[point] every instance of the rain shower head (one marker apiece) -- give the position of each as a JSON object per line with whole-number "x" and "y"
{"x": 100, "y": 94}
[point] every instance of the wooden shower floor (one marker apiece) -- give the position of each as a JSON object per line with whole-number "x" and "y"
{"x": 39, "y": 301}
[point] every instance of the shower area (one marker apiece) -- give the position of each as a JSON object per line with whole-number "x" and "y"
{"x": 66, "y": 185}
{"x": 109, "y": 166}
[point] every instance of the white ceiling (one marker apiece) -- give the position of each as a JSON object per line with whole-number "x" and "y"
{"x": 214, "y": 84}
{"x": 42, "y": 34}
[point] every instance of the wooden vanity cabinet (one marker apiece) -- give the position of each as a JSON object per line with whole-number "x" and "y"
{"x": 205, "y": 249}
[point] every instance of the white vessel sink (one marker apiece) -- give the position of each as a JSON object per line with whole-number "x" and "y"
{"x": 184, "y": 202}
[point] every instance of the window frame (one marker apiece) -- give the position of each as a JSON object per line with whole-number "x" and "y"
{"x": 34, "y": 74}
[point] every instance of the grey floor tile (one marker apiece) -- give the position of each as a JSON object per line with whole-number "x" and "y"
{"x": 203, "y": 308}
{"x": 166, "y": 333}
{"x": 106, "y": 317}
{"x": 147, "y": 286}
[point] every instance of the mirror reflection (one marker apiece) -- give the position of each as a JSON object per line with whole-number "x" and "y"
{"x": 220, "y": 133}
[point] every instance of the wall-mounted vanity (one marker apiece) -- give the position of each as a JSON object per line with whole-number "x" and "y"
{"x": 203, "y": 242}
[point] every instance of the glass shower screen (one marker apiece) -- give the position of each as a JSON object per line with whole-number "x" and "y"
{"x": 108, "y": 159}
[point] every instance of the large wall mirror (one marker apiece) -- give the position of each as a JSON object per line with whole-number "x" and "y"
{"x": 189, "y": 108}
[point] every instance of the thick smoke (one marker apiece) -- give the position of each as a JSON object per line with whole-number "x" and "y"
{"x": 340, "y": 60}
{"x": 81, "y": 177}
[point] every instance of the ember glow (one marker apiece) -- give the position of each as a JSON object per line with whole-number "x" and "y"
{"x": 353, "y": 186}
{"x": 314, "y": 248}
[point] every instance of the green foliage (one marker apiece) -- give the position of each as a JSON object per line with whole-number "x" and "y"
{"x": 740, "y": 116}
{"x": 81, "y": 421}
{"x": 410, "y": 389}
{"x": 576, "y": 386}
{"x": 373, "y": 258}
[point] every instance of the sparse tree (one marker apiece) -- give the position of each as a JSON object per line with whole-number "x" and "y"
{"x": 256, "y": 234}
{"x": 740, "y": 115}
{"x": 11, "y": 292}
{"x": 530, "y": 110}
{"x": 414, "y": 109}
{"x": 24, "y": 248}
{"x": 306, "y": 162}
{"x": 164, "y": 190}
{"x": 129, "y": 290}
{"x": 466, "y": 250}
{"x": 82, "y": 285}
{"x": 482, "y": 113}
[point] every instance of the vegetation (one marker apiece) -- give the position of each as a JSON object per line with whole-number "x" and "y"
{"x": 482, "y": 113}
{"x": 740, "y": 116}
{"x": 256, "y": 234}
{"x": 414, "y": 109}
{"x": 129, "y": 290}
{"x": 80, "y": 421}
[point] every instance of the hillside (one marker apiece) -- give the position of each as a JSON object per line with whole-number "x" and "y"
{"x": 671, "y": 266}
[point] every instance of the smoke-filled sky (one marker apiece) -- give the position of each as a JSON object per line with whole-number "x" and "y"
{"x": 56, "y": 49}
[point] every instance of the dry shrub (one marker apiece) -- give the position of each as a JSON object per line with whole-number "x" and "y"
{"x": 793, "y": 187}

◆ ◆ ◆ ◆

● **Problem**: Repeat the lines above word for word.

● **Solution to this task**:
[point] every instance of the rain shower head (one marker apiece) -- give the position of each as a JSON object per line with whole-number "x" and "y"
{"x": 100, "y": 94}
[point] every instance of the wooden shower floor (one marker apiece) -- give the position of each as a JSON object per line with whole-number "x" and "y"
{"x": 39, "y": 301}
[point] every instance of the shower area (one marker apiece) -- give the position of each as a JSON object per line with whole-number "x" and "y"
{"x": 66, "y": 185}
{"x": 109, "y": 166}
[point] every instance of the white ceiling (one marker apiece) -- give the position of each as a JSON object per line with whole-number "x" and "y"
{"x": 214, "y": 84}
{"x": 42, "y": 34}
[point] every instance of the wooden vanity cabinet (one marker apiece) -- give the position of each as a JSON object per line with whole-number "x" and "y"
{"x": 205, "y": 249}
[point] every instance of the white vessel sink (one marker apiece) -- give the position of each as a JSON object per line with whole-number "x" and "y"
{"x": 184, "y": 202}
[point] every instance of the window frame (one marker apiece) -- give the position of each as a JSON object per line with whole-number "x" and "y"
{"x": 34, "y": 74}
[point] every instance of the grey floor tile (one marker apiece) -- give the position of each as a JSON object per line with whole-number "x" and "y"
{"x": 203, "y": 308}
{"x": 166, "y": 333}
{"x": 106, "y": 317}
{"x": 147, "y": 286}
[point] every instance of the mirror reflection (one marker apiece) -- give the position of each as a JSON object per line with whole-number "x" and "y"
{"x": 220, "y": 133}
[point] every instance of the wall-mounted vanity (one marker apiece) -- give the position of each as a JSON object per line with whole-number "x" and "y"
{"x": 203, "y": 242}
[point] every instance of the glass shower screen (one marker apiece) -- give the position of each as a JSON object per line with whole-number "x" and "y"
{"x": 108, "y": 159}
[point] every instance of the large wall mirror (one marker apiece) -- give the position of each as a JSON object per line with whole-number "x" and "y"
{"x": 189, "y": 108}
[point] every instance of the thick smoke (one marker apiece) -- give the position of each as a JSON object per line with whole-number "x" and "y"
{"x": 340, "y": 60}
{"x": 81, "y": 177}
[point] every instance of the ember glow (one marker apiece) -- give the position of each as a JSON object per line with whole-number "x" and "y"
{"x": 353, "y": 186}
{"x": 314, "y": 248}
[point] every instance of the green foliage (one marker apiece) -- give the position of each as a JSON object per line with whole-number "x" and "y"
{"x": 740, "y": 116}
{"x": 81, "y": 421}
{"x": 410, "y": 389}
{"x": 576, "y": 386}
{"x": 373, "y": 258}
[point] every instance of the sparse tree (one marker apiece) -- give the position of each as a JSON object per line with whole-number "x" and "y"
{"x": 256, "y": 234}
{"x": 740, "y": 115}
{"x": 11, "y": 292}
{"x": 530, "y": 110}
{"x": 414, "y": 109}
{"x": 24, "y": 248}
{"x": 306, "y": 162}
{"x": 164, "y": 190}
{"x": 129, "y": 290}
{"x": 466, "y": 250}
{"x": 82, "y": 285}
{"x": 482, "y": 113}
[point] every instance of the vegetation (one marker apiece) -- give the position of each as a JSON object per line with whole-number "x" and "y"
{"x": 482, "y": 113}
{"x": 740, "y": 116}
{"x": 256, "y": 234}
{"x": 414, "y": 109}
{"x": 129, "y": 290}
{"x": 80, "y": 421}
[point] every instance of the hillside (one marker apiece) -- give the position of each as a JSON object per line with whole-number "x" and "y"
{"x": 671, "y": 266}
[point] every instance of the smoke-filled sky (one marker apiece) -- give the position of each as a JSON object per line with whole-number "x" and "y"
{"x": 56, "y": 49}
[point] every instance of the dry shrub (one marker apiece) -- give the position of each as a JSON object per line with whole-number "x" and "y"
{"x": 793, "y": 187}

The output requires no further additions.